* EXERCISE MATERIALS:
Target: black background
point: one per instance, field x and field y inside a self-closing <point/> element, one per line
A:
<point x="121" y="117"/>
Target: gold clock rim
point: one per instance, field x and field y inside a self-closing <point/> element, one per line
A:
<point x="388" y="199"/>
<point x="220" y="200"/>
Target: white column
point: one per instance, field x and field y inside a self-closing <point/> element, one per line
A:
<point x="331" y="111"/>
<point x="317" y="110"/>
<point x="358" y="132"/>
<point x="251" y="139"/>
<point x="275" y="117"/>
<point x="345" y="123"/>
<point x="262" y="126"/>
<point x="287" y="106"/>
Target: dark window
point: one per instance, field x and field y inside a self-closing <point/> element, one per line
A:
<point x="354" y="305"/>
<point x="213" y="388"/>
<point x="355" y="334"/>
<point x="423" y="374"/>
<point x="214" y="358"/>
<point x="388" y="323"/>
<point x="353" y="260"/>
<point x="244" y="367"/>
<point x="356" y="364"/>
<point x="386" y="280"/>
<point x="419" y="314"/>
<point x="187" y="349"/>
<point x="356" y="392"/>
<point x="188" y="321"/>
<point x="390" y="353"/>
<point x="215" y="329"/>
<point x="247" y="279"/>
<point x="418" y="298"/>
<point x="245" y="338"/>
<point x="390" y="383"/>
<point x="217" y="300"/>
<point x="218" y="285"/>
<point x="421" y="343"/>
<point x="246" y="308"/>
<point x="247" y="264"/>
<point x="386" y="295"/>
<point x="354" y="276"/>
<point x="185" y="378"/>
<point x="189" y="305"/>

* ABOUT THIS TASK: Look at each line above and note whether it holds the word "Target". Report how many do, as the number only.

* COMPLETED TASK: 4